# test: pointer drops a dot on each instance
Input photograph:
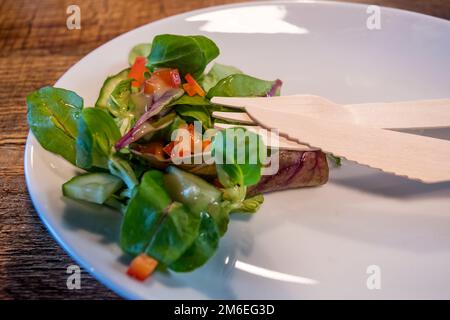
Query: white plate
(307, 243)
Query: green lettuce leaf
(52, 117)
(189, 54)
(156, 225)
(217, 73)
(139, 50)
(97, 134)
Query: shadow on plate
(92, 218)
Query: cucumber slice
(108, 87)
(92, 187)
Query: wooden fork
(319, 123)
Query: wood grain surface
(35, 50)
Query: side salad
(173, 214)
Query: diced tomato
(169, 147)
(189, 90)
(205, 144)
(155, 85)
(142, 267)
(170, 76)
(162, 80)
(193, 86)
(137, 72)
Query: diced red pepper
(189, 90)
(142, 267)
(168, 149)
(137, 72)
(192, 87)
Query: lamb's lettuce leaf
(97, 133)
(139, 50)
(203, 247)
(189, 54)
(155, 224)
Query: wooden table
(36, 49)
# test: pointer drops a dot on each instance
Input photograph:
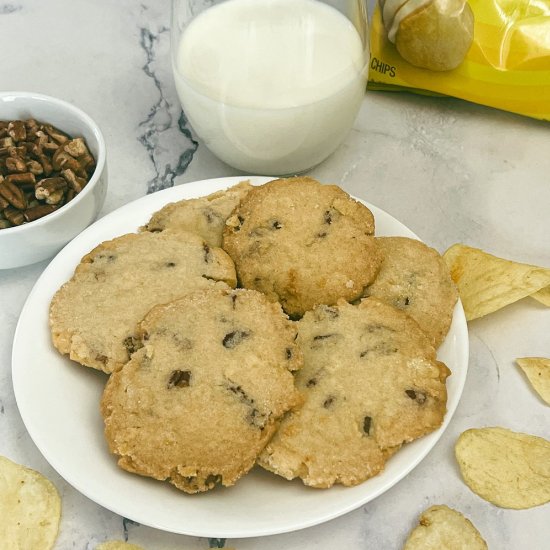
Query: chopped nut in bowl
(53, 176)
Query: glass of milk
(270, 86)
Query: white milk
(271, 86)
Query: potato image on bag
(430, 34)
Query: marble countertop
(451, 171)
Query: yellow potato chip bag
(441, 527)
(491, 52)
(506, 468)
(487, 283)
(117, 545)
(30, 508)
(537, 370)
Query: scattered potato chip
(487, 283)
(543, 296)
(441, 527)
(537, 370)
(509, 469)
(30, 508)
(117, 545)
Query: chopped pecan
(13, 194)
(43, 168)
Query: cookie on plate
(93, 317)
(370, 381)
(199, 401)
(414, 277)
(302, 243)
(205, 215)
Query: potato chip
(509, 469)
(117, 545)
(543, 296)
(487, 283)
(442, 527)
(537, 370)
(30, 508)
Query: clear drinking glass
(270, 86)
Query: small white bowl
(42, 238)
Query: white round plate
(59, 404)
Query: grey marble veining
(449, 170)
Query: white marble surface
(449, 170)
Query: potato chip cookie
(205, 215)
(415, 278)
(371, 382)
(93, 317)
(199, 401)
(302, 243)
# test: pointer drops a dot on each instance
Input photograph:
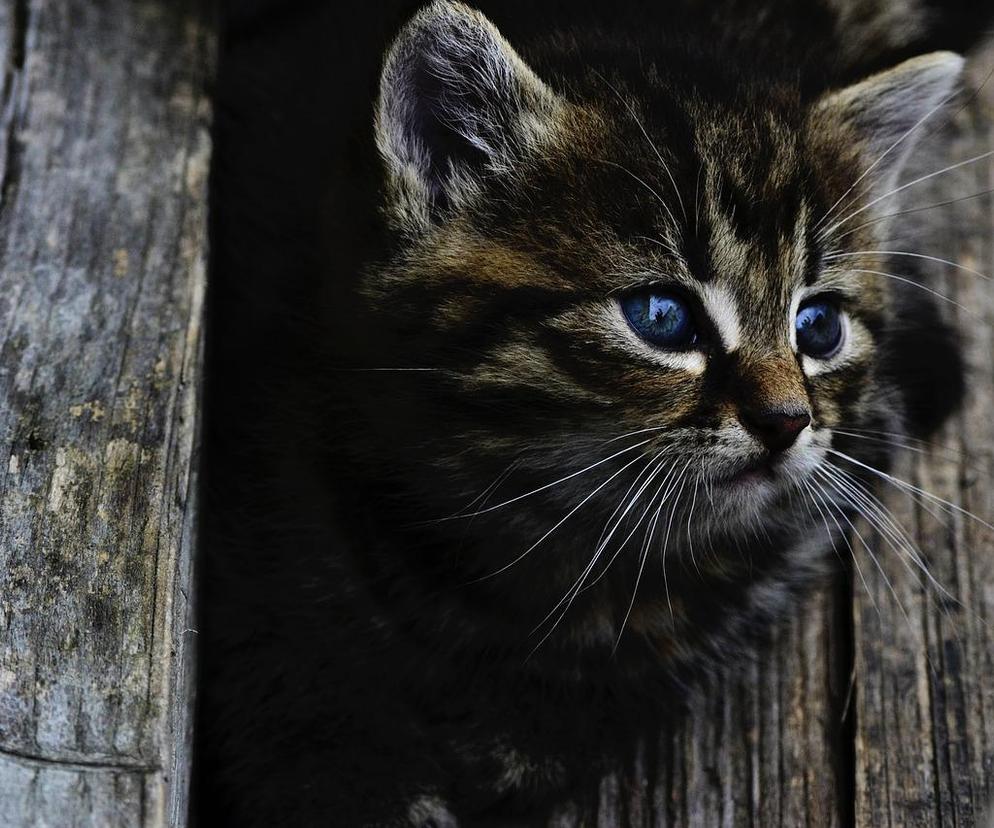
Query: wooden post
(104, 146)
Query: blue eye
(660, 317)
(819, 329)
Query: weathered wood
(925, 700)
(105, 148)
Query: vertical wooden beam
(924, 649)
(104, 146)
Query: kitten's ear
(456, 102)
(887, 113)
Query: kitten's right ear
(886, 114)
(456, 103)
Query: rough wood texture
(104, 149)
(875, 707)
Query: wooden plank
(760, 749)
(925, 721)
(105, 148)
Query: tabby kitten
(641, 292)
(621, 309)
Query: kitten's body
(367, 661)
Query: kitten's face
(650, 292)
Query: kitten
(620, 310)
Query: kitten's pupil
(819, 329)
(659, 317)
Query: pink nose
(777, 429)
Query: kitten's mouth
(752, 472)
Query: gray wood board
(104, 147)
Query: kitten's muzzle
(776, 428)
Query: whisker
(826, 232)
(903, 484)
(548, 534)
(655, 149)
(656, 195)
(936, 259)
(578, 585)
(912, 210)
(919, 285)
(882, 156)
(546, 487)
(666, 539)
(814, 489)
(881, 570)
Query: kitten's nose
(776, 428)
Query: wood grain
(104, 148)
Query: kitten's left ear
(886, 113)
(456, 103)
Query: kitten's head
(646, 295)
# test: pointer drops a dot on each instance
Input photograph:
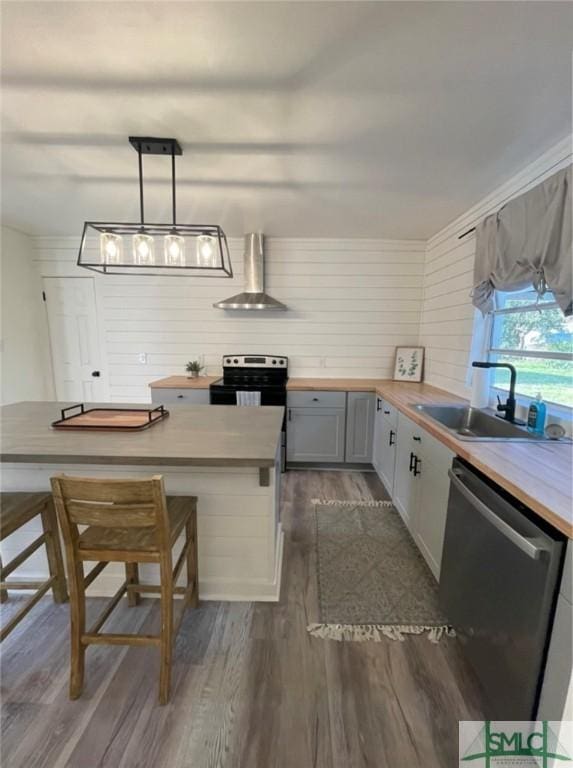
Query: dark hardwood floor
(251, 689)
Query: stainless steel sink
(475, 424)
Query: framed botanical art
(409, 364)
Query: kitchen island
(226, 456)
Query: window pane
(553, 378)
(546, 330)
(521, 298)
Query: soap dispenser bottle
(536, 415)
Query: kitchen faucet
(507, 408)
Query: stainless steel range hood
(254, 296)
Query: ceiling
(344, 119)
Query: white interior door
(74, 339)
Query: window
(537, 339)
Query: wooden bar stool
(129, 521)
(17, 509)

==

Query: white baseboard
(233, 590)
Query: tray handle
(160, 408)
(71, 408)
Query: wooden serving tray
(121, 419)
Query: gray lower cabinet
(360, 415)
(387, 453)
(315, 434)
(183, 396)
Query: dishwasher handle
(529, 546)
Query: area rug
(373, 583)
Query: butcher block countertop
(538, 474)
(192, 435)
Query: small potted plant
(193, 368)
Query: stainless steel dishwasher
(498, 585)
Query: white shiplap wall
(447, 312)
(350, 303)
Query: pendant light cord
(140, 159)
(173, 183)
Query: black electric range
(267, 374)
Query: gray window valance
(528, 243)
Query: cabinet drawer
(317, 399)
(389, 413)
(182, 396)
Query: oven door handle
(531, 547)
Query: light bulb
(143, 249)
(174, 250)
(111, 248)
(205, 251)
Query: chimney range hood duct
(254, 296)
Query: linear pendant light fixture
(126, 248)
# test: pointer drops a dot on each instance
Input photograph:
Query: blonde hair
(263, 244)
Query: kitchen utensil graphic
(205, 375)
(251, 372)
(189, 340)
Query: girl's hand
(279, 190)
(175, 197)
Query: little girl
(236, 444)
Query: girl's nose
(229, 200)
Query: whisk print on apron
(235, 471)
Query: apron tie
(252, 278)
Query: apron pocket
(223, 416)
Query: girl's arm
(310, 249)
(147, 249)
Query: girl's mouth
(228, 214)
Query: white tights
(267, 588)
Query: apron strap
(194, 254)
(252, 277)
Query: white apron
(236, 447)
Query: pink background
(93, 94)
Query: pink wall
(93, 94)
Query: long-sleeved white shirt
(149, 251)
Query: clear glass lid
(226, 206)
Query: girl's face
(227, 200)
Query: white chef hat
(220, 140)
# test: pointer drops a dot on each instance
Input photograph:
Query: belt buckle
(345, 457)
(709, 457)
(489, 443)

- _Instruction_:
Please pick out each line in the rows above that contains the word "white".

- _Output of the exercise_:
Query: white plate
Query: white milk
Query: small white bowl
Query: white round plate
Query: white marble surface
Query: white interior door
Query: white baseboard
Query: white shiplap wall
Query: white tights
Query: white apron
Query: long-sleeved white shirt
Query: white chef hat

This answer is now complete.